**Source:**
____________

There’s a lot of low hanging fruit. This is going to be a slam dunk. It was just basically to shift the psychology from the American notion of cycling to a softer kind of European thing. So this is just kind of the image of the company and how we started. And used this on the cover of the catalog and in the website. And partners were like coming to us like Gap created a pop up store for us and bought our products at retail and put it in the best location in San Francisco. Tree Touring gave us free space in their space in SoHo in New York. This is the media coverage that we had at the time of our launch. This is ’99. We don’t have an agency, no PR.

Our story was just that good that everybody was covering us. So we launched the business, and this is a blank slide because it was a complete disaster. Like I can spot a dog when I see it. I’m pretty good at reading metrics, and this one was really tricky. And I kind of let a week go by to see what happened, let the dust settle. And it stayed that way and you’ve got investors and staff all asking you what’s going on, and I had really no idea. I really didn’t. All I knew, I thought maybe the name is really wrong, public, you know? Maybe the shopping cart doesn’t work. No, shopping carts work, there’s just not much stuff going through it. But I was in a fetal position at home really, on the couch for like. For about a week, with, you know, that feeling of loss in your stomach, or failure and you don’t know.

____________

**Dataset excerpt:**
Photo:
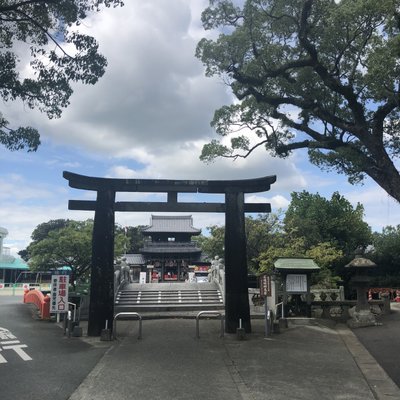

____________

**What is being asked:**
Please write out the stretch from "There’s a lot" through "agency, no PR." word for word from the passage above about the company's launch.

**Answer to the exercise:**
There’s a lot of low hanging fruit. This is going to be a slam dunk. It was just basically to shift the psychology from the American notion of cycling to a softer kind of European thing. So this is just kind of the image of the company and how we started. And used this on the cover of the catalog and in the website. And partners were like coming to us like Gap created a pop up store for us and bought our products at retail and put it in the best location in San Francisco. Tree Touring gave us free space in their space in SoHo in New York. This is the media coverage that we had at the time of our launch. This is ’99. We don’t have an agency, no PR.